-- start Input data --

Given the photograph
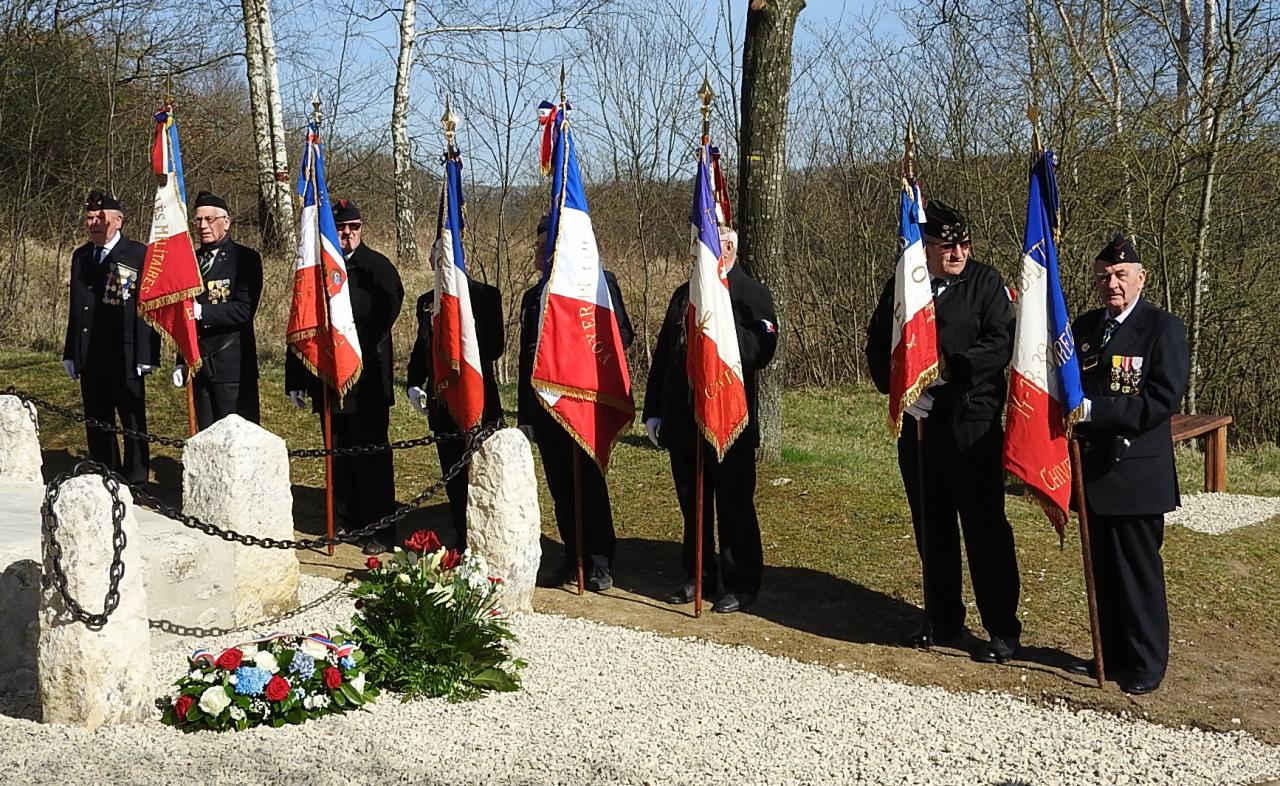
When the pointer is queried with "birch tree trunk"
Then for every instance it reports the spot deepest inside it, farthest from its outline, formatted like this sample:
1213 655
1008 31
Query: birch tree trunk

-- end Input data --

__Directions for this task__
Can you reproduce the rows above word for word, leaving out the picture?

__Solution for this task__
Given the photograph
When the pointer is queried with "birch tree trunk"
Then for every instance it reports the spot deepest inside it, farthest from its outline, formatted like this sample:
1213 655
1008 31
Query: birch tree trunk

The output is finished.